### EXERCISE REQUIREMENTS
For each line of the data below that holds "stone", copy the line.

(DATA EXTRACTS Opens)

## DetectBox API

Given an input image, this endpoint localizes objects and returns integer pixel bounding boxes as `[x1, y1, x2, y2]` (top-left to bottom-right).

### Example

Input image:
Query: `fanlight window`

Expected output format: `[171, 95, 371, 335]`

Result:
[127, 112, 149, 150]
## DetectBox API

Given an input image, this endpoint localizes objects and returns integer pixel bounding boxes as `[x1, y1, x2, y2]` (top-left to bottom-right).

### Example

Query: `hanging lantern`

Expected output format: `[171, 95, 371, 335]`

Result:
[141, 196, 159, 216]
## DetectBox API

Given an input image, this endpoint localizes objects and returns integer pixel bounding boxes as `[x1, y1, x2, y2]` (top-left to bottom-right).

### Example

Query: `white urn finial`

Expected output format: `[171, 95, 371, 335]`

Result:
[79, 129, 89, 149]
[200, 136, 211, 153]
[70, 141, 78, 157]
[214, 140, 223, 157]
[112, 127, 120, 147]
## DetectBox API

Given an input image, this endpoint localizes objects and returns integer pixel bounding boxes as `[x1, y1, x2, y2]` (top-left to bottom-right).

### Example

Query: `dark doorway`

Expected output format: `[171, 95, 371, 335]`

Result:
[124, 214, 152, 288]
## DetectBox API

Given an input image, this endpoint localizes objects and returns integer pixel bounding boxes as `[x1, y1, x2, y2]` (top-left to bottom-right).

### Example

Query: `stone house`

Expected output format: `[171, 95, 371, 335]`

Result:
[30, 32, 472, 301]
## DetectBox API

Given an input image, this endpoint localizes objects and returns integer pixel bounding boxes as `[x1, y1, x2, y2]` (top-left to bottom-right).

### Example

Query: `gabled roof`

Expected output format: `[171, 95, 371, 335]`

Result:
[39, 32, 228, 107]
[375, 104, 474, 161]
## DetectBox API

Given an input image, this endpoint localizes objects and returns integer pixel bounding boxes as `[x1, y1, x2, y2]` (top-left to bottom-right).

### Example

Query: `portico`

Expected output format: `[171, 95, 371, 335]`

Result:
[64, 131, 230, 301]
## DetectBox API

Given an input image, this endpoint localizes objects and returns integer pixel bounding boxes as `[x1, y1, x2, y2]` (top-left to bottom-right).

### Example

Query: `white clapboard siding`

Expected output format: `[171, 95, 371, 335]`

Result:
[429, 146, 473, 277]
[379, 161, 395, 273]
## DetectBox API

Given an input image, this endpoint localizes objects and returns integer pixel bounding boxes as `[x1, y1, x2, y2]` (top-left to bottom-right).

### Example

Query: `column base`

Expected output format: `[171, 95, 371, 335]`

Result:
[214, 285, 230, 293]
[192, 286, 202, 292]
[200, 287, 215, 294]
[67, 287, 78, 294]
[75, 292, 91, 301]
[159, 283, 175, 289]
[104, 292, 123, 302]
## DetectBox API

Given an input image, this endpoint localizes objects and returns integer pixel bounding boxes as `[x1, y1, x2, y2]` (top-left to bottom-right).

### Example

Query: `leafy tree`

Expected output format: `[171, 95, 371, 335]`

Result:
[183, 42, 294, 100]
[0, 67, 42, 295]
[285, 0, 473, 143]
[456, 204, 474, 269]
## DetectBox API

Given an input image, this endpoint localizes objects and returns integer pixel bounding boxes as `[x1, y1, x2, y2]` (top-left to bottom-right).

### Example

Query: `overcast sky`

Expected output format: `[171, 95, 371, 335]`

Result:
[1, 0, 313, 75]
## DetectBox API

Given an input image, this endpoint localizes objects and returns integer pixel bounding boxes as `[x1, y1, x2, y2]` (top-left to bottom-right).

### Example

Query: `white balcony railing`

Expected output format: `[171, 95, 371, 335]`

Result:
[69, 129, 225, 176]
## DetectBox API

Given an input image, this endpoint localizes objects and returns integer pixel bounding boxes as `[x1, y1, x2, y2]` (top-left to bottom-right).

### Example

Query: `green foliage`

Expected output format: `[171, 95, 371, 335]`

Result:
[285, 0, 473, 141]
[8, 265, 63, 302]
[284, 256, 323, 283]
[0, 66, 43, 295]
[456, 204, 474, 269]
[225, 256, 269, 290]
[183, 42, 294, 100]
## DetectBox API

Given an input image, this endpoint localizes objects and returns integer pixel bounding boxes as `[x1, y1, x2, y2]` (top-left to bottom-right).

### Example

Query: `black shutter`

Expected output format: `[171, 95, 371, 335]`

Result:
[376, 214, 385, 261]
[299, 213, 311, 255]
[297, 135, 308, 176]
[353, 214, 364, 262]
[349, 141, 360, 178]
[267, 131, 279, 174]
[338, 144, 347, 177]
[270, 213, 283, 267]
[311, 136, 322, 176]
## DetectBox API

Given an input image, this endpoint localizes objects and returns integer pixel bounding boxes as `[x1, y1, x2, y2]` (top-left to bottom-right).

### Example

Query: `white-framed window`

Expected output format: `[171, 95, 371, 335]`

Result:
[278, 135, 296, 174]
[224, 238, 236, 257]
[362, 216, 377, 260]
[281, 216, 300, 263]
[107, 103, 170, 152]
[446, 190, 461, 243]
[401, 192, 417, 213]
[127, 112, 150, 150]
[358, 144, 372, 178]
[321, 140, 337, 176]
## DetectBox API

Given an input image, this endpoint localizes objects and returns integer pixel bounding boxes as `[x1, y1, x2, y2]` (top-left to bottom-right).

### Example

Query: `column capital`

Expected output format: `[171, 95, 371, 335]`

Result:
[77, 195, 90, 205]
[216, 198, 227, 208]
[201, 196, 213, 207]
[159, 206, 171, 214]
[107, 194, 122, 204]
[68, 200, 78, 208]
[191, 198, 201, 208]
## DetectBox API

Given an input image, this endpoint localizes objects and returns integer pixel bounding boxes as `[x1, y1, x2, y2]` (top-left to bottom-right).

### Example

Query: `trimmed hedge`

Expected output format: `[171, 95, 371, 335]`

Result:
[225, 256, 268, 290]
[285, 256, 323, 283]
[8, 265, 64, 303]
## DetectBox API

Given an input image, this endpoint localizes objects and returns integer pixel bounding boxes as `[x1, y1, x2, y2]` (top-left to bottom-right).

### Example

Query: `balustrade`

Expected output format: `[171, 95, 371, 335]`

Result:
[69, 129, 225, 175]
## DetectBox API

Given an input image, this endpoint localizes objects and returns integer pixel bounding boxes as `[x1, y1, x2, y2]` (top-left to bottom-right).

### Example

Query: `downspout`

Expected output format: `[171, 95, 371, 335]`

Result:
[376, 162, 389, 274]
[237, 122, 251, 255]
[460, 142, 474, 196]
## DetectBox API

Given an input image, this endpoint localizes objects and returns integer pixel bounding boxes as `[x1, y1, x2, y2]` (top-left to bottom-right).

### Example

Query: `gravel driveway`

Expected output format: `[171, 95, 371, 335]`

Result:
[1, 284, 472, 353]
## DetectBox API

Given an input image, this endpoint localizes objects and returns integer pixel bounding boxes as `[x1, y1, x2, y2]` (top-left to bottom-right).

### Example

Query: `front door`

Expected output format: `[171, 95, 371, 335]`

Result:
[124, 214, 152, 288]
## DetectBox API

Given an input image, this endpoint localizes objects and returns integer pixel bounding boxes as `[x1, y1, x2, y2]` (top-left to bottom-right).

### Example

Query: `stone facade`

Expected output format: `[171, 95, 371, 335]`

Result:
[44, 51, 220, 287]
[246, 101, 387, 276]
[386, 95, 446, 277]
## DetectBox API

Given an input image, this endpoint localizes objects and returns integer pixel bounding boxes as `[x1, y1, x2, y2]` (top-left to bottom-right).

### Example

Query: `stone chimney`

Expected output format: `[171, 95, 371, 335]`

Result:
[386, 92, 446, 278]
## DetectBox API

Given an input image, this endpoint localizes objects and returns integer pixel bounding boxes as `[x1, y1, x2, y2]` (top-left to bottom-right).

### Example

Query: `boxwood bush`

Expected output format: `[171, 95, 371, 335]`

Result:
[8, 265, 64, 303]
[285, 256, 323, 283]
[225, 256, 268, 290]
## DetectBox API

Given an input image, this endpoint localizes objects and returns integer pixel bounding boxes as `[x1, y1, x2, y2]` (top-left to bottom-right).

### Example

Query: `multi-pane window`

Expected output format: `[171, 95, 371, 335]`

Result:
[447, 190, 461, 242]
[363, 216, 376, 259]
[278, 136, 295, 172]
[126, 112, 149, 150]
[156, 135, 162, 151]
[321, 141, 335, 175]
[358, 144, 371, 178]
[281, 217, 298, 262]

(DATA EXTRACTS Closes)

### RESPONSE TO THIS EXERCISE
Query: `stone house`
Query: `stone facade`
Query: `stone chimney`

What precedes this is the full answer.